Sungguh menjadi ironi. Di tengah gencarnya gerakan pemberantasan korupsi, kebijakan yang diambil Kejaksaan Tinggi Sumatera Barat justru berbanding terbalik.
Kebijakan Kejati Sumbar yang mengeluarkan surat perintah penghentian penyidikan (SP3) terhadap 22 kasus korupsi yang menunggak di kejaksaan menjadi bukti tidak seriusnya kejaksaan menangani kasus korupsi.
Bak galodo yang menghanyutkan semua yang ada di alirannya, SP3 yang dikeluarkan Kejati Sumbar menutup hampir setengah kasus yang sedang mereka tangani. Terlebih lagi, di dalam 22 kasus korupsi yang dihentikan penyidikannya itu terdapat kasus yang justru menjadi perhatian khusus, seperti kasus yang menyangkut kepala daerah. Jumlah kasus yang di-SP3-kan hampir separuh kasus korupsi yang sedang ditangani itu tentu menjadi perhatian nasional, dan tidak hanya masyarakat Minangkabau.
Kinerja lemah
Dengan keputusan ini, patut dipertanyakan kinerja kejaksaan dalam mengungkap kasus korupsi yang ditanganinya. Dengan di-SP3-kan 22 kasus korupsi ini, tentu masyarakat dapat berasumsi, kejaksaan lemah dalam melakukan pemberantasan korupsi. Padahal, kejaksaan juga seharusnya menjadi ujung tombak, di samping KPK, dalam usaha memberangus korupsi.
Kejaksaan merupakan lembaga negara yang diberi wewenang melakukan penuntutan terhadap kejahatan yang terjadi di masyarakat. Kasus korupsi yang merupakan salah satu extraordinary crime (kejahatan luar biasa) mestinya juga menjadi agenda besar kejaksaan. Selain penuntutan, dalam penanganan kasus korupsi, kejaksaan justru diberi wewenang semenjak penyidikan. Dengan kewenangan itu, seharusnya kejaksaan dapat menjadikannya sebagai kekuatan yang difungsikan sepenuhnya untuk tujuan pemberantasan korupsi. Artinya, kejaksaan harusnya menjadi pemberantas korupsi, bukan malah menjadi pengampun melalui SP3.

Latihan Tertulis 1 –
Ubah paragraf dalam potongan dokumen yang diawali "Kejaksaan merupakan lembaga negara" menjadi daftar poin yang lebih singkat. Fakta utamanya harus tetap ada.
Latihan Tertulis 2 –
Tulis ulang tanpa perubahan bagian potongan dokumen dari "Kinerja lemah" sampai dengan "usaha memberangus korupsi.".
Latihan Tertulis 3 –
Jawab pertanyaan berikut berdasarkan potongan dokumen.
(a) Berapa kasus korupsi yang penyidikannya dihentikan oleh Kejati Sumbar?
(b) Kasus seperti apa yang disebut menjadi perhatian khusus di antara kasus yang dihentikan itu?
(c) Selain kejaksaan, lembaga apa yang disebut sebagai ujung tombak dalam usaha memberangus korupsi?

Data Mentah –
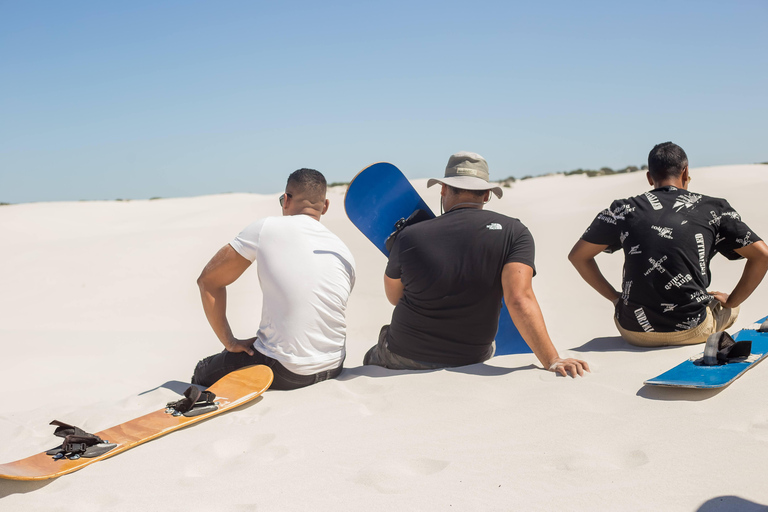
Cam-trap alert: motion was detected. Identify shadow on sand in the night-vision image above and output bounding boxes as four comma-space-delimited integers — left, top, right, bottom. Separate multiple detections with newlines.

Jawaban Lengkap 1 –
- Kejaksaan adalah lembaga negara yang berwenang menuntut kejahatan yang terjadi di masyarakat.
- Korupsi termasuk kejahatan luar biasa, jadi semestinya menjadi agenda besar kejaksaan.
- Dalam kasus korupsi, kejaksaan punya wewenang sejak tahap penyidikan, bukan hanya penuntutan.
- Kewenangan itu seharusnya dipakai sepenuhnya untuk memberantas korupsi.
- Kejaksaan mestinya menjadi pemberantas korupsi, bukan pengampun lewat SP3.

Jawaban Lengkap 2 –
Kinerja lemah
Dengan keputusan ini, patut dipertanyakan kinerja kejaksaan dalam mengungkap kasus korupsi yang ditanganinya. Dengan di-SP3-kan 22 kasus korupsi ini, tentu masyarakat dapat berasumsi, kejaksaan lemah dalam melakukan pemberantasan korupsi. Padahal, kejaksaan juga seharusnya menjadi ujung tombak, di samping KPK, dalam usaha memberangus korupsi.

Jawaban Lengkap 3 –
(a) 22 kasus korupsi.
(b) Kasus yang menyangkut kepala daerah.
(c) KPK.